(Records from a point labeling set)

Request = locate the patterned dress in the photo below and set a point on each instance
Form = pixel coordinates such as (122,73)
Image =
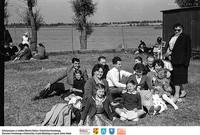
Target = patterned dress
(100,118)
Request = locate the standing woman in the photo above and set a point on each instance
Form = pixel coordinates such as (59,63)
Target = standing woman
(179,51)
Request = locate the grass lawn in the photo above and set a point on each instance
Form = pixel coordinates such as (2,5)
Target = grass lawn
(23,80)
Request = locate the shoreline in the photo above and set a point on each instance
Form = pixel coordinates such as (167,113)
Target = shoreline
(130,50)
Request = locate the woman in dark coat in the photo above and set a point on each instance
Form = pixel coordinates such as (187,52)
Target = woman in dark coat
(179,51)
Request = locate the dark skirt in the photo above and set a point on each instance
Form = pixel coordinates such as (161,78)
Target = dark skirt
(98,120)
(179,74)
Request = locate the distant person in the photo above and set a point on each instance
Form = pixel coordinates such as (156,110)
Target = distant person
(13,51)
(141,48)
(26,38)
(7,37)
(40,52)
(179,52)
(102,60)
(6,52)
(24,53)
(114,78)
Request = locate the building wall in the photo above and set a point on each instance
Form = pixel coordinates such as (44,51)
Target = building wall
(189,18)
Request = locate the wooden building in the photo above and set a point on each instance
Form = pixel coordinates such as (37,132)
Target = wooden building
(189,18)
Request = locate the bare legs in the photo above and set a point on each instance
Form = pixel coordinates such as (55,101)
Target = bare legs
(170,101)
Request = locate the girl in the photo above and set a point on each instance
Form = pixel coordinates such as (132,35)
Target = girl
(131,106)
(97,111)
(79,83)
(162,87)
(138,59)
(144,87)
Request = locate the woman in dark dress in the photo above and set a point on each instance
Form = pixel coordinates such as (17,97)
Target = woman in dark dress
(179,51)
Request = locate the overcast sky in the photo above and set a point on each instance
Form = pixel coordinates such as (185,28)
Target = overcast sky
(55,11)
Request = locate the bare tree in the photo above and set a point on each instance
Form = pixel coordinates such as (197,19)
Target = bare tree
(29,15)
(82,10)
(187,3)
(6,14)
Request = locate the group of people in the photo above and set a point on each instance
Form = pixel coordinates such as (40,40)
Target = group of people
(23,51)
(115,93)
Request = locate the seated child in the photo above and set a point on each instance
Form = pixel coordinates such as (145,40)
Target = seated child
(161,83)
(131,106)
(61,114)
(138,59)
(79,83)
(158,102)
(97,111)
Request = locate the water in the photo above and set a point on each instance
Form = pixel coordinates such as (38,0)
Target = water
(60,39)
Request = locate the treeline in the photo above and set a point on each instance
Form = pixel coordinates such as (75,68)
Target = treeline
(129,23)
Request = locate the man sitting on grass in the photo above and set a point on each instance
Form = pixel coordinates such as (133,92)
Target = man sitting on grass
(70,74)
(114,78)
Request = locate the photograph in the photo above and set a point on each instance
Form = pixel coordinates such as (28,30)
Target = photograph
(102,63)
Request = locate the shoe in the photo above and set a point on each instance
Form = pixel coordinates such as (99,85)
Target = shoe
(36,98)
(136,119)
(151,110)
(183,94)
(122,118)
(157,110)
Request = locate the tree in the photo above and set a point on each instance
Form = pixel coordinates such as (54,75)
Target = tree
(6,15)
(188,3)
(32,22)
(82,10)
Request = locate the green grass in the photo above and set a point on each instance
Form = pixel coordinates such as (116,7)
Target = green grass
(23,80)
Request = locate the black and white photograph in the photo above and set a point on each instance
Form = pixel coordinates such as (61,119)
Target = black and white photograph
(101,62)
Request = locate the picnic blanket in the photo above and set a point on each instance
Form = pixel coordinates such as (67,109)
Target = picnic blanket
(59,115)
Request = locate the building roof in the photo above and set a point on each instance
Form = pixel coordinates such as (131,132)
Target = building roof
(181,9)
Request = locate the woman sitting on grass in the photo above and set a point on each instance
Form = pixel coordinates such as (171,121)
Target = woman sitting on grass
(131,106)
(161,82)
(144,87)
(97,110)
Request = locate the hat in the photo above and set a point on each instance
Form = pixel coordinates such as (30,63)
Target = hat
(26,33)
(73,100)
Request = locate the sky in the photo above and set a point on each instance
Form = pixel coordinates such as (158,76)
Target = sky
(55,11)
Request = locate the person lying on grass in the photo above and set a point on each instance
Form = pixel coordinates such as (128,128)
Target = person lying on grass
(71,79)
(161,82)
(131,106)
(97,111)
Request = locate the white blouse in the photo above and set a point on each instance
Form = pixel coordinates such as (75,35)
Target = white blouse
(172,42)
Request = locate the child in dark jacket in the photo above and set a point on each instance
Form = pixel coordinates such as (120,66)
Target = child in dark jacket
(79,83)
(97,111)
(131,106)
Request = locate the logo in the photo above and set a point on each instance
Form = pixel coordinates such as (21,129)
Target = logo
(95,131)
(111,131)
(84,131)
(103,131)
(121,131)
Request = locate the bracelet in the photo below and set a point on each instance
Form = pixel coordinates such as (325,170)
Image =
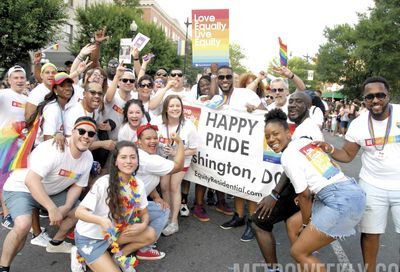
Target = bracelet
(332,150)
(276,194)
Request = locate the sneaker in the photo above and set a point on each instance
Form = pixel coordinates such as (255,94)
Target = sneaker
(41,229)
(170,229)
(223,208)
(64,247)
(76,266)
(149,254)
(7,222)
(236,221)
(42,239)
(200,213)
(210,198)
(43,213)
(248,234)
(184,211)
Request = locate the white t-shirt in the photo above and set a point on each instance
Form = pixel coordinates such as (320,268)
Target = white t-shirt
(36,96)
(317,115)
(151,168)
(379,168)
(96,201)
(58,169)
(188,134)
(240,97)
(73,113)
(308,129)
(12,107)
(115,111)
(306,165)
(126,133)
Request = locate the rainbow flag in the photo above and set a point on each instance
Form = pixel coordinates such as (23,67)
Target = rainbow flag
(21,158)
(282,52)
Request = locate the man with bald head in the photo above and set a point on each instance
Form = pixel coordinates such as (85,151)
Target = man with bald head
(280,205)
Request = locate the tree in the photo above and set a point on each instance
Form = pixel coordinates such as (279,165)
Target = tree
(27,25)
(117,19)
(236,55)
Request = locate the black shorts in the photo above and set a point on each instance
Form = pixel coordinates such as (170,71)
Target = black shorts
(284,208)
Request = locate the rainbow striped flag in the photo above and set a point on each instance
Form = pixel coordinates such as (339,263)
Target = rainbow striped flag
(282,52)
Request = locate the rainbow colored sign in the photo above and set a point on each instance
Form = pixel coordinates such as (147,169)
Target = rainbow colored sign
(210,37)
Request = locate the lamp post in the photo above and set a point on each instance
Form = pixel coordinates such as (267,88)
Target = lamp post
(187,24)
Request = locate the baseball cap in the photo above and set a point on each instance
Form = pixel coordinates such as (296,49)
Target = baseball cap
(60,78)
(15,68)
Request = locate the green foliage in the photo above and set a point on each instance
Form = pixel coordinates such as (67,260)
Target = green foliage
(236,55)
(117,19)
(27,25)
(370,48)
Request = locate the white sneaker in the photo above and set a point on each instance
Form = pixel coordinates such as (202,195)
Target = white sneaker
(64,247)
(42,239)
(76,266)
(170,229)
(184,210)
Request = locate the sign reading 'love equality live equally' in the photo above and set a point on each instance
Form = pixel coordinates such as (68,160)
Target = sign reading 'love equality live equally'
(210,37)
(233,156)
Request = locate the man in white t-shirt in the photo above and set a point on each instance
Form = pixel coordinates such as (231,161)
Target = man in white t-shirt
(12,109)
(279,205)
(54,181)
(377,132)
(37,95)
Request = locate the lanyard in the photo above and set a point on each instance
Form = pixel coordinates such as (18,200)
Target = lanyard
(387,132)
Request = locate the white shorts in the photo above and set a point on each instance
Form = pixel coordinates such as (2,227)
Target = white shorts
(378,203)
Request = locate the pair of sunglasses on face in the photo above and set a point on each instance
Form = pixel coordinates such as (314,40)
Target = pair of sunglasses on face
(370,97)
(83,131)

### WHAT THE EXERCISE ASKS
Using the material above, retype each entry exactly and omit the pictures.

### ANSWER FOR THE TASK
Request = locate the patterned dress in the photo below and set a point on each instance
Form = pixel coordinates such as (122,73)
Image =
Target = patterned dress
(100,118)
Request = locate the standing woman in the photo above and set a point on each instance
Form = pixel coordinates such as (59,63)
Target = standing woman
(179,51)
Request = locate the grass lawn in the photo above and set a point on each instance
Form = pixel coordinates such as (2,5)
Target = grass lawn
(23,80)
Request = locate the shoreline in the photo above and set a point on each instance
Form = pixel coordinates such as (167,113)
Target = shoreline
(130,50)
Request = locate the woman in dark coat in the photo above and set a point on each instance
Form = pixel coordinates such as (187,52)
Target = woman in dark coat
(179,51)
Request = locate the dark skirt in the photo above and set a point on each instance
Form = pixel coordinates such as (161,78)
Target = dark skirt
(98,120)
(179,74)
Request = locate the distant person in the photo above and set a point on each instance
Form = pixel coordinates such as (156,110)
Target = distant person
(13,51)
(141,48)
(26,38)
(7,37)
(40,52)
(179,52)
(102,60)
(6,52)
(24,53)
(114,78)
Request = locate the building wall in the photo above and set a point on each instance
Form = pixel coordinates such as (44,51)
Target = building wall
(189,18)
Request = locate the wooden building in the photo above and set a point on each instance
Form = pixel coordinates such as (37,132)
Target = wooden building
(189,18)
Request = locate the bare legs in the photo above and set a point on each instance
Form = pixel coordinates such as (55,101)
Target = bare legs
(170,101)
Request = locate the girl in the photo above and set a point on each instance
Form = pixel coordinates such as (132,35)
Target = girl
(131,106)
(97,111)
(79,83)
(162,87)
(138,59)
(144,87)
Request = locate the woman in dark dress in the photo above and set a point on each instance
Form = pixel coordinates such as (17,97)
Target = woman in dark dress
(179,51)
Request = locate the overcast sky in the photo above and set a point on each instance
Form = pixel coordinates such as (185,28)
Target = overcast sky
(55,11)
Request = locate the bare tree in the photo above and set a point on each instance
Form = pixel coordinates such as (197,19)
Target = bare tree
(29,15)
(82,10)
(187,3)
(6,14)
Request = locate the group of people in the photo above and set a point on each instance
Form = pixel coordinates such as (40,40)
Target = group of people
(23,51)
(115,93)
Request = locate the seated child in the photo above and set a point on each instance
Form = pixel coordinates such as (145,40)
Target = seated child
(161,83)
(131,106)
(61,114)
(138,59)
(79,83)
(158,102)
(97,111)
Request = locate the water in the photo above and set a point on each instance
Form = pixel coordinates such as (38,0)
Target = water
(60,39)
Request = locate the treeline in the photo above and set a point on each instance
Form = pixel coordinates such as (75,68)
Target = treeline
(129,23)
Request = locate the man sitting on grass in the photo above and set a point on each instance
Form = pixel coordinates such as (133,92)
Target = man sitting on grass
(70,74)
(114,78)
Request = locate the photograph in the photo above and set a point on each instance
Form = pixel coordinates such as (28,30)
Target = photograph
(102,63)
Request = locate the shoe in the photo above and set a point on each instance
Form = pixel coordinates such as (99,85)
Target = shoe
(36,98)
(136,119)
(151,110)
(183,94)
(122,118)
(157,110)
Request = locate the tree in the photo above and set a point on each instance
Form = pixel coordinates such as (54,75)
Target = tree
(6,15)
(188,3)
(32,22)
(82,10)
Request = locate the green grass in the photo above and set a point on each instance
Form = pixel coordinates such as (116,7)
Target = green grass
(23,80)
Request = locate the black and white photograph in the photo above and set a point on each instance
Form = pixel coordinates such as (61,119)
Target = black and white photograph
(101,62)
Request = locate the picnic blanket in the photo above and set a point on each instance
Form = pixel coordinates such as (67,109)
Target = picnic blanket
(59,115)
Request = locate the building roof in the photo above and set a point on each instance
Form = pixel coordinates such as (131,132)
Target = building roof
(181,9)
Request = locate the woman sitting on grass in the photo above and set a point on each instance
Form = pixel coordinates such as (171,121)
Target = woman sitting on grass
(131,106)
(161,82)
(144,87)
(97,110)
Request = locate the hat in the photo above and set a point on each instance
Form = pixel coordinates such as (30,63)
Target = hat
(26,33)
(73,100)
Request = locate the sky in the photo above and set a point on each instance
Form = pixel coordinates such as (158,76)
Target = sky
(55,11)
Request = locate the person lying on grass in the photo above and set a point on each instance
Form = pixel coordinates such as (128,128)
Target = person lying on grass
(71,79)
(161,82)
(131,106)
(97,111)
Request = locate the white blouse in the photo above and set a point on each instance
Form = pixel coordinates such as (75,35)
Target = white blouse
(172,42)
Request = locate the child in dark jacket in the photo above and set a point on each instance
Form = pixel coordinates such as (120,66)
Target = child in dark jacket
(79,83)
(97,111)
(131,106)
Request = locate the logo in the photo above and set a point on each instance
Form = pixel coordinates such as (21,129)
Target = logo
(95,131)
(111,131)
(84,131)
(103,131)
(121,131)
Request = locate the bracelet in the photo below and set a point on each instance
Form = pixel coordinates such as (325,170)
Image =
Target = bracelet
(332,150)
(276,194)
Request = locate the sneaker in the photo above and set a point on each instance
Form = pixel coordinates such as (255,94)
Target = sneaker
(41,229)
(170,229)
(223,208)
(64,247)
(76,266)
(149,254)
(7,222)
(236,221)
(42,239)
(200,213)
(210,198)
(43,213)
(248,234)
(184,211)
Request = locate the white t-shirt in the photo above and set a point on each instance
Form = pixel coordinates such as (320,268)
Target = white t-shirt
(36,96)
(317,115)
(151,168)
(379,168)
(96,201)
(58,169)
(188,134)
(240,97)
(73,113)
(308,129)
(12,107)
(115,111)
(306,165)
(126,133)
Request = locate the rainbow flag in the photo above and set a point on each instance
Form = pixel coordinates such as (23,67)
Target = rainbow flag
(21,158)
(282,52)
Request = locate the man with bald head in the photo above and set a point on each instance
Form = pixel coordinates such as (85,151)
Target = man with bald head
(280,205)
Request = locate the tree in the photo above and set a point on each instance
Form = pixel coordinates such as (279,165)
Target = tree
(27,25)
(117,19)
(236,55)
Request = locate the black shorts in the photo above and set a point on each instance
Form = pixel coordinates such as (170,71)
Target = black shorts
(284,208)
Request = locate the rainbow striped flag in the photo above and set a point on each instance
Form = pixel coordinates such as (339,263)
Target = rainbow striped flag
(282,52)
Request = locate the rainbow colored sign in the photo above and set a point on each instance
Form = pixel coordinates such as (147,169)
Target = rainbow colored sign
(210,37)
Request = locate the lamp post in the photo above and set a point on each instance
Form = pixel coordinates such as (267,88)
Target = lamp post
(187,24)
Request = locate the baseball cap in the photo above and set a point on each instance
Form = pixel coordinates such as (296,49)
Target = baseball cap
(60,78)
(15,68)
Request = locate the green foliage in the photo above and set a point on each instance
Form = pixel coordinates such as (67,260)
Target = green foliage
(236,55)
(117,19)
(27,25)
(370,48)
Request = locate the white sneaker in the photo above and set a point on each instance
Form = pixel coordinates such as (202,195)
Target = white sneaker
(64,247)
(42,239)
(76,266)
(170,229)
(184,210)
Request = locate the sign reading 'love equality live equally' in the photo above and set a point on each instance
Form = pixel coordinates such as (68,160)
Target = sign reading 'love equality live equally'
(210,37)
(233,156)
Request = locate the man in white t-shirt in the photo above and set a point on each instance
Form = pixel coordinates such as (231,161)
Target = man in white t-shirt
(12,109)
(279,205)
(54,181)
(377,132)
(37,95)
Request = locate the lanyard in the photo above and set a point on each instance
Form = pixel coordinates such as (18,200)
Target = lanyard
(387,132)
Request = locate the white shorts in the photo above and set a point on each instance
Form = pixel coordinates such as (2,227)
Target = white shorts
(378,203)
Request = locate the pair of sunglasses on face in the photo above and set a point on each instance
Form = pixel coordinates such as (314,40)
Target = pair of sunglasses on face
(370,97)
(83,131)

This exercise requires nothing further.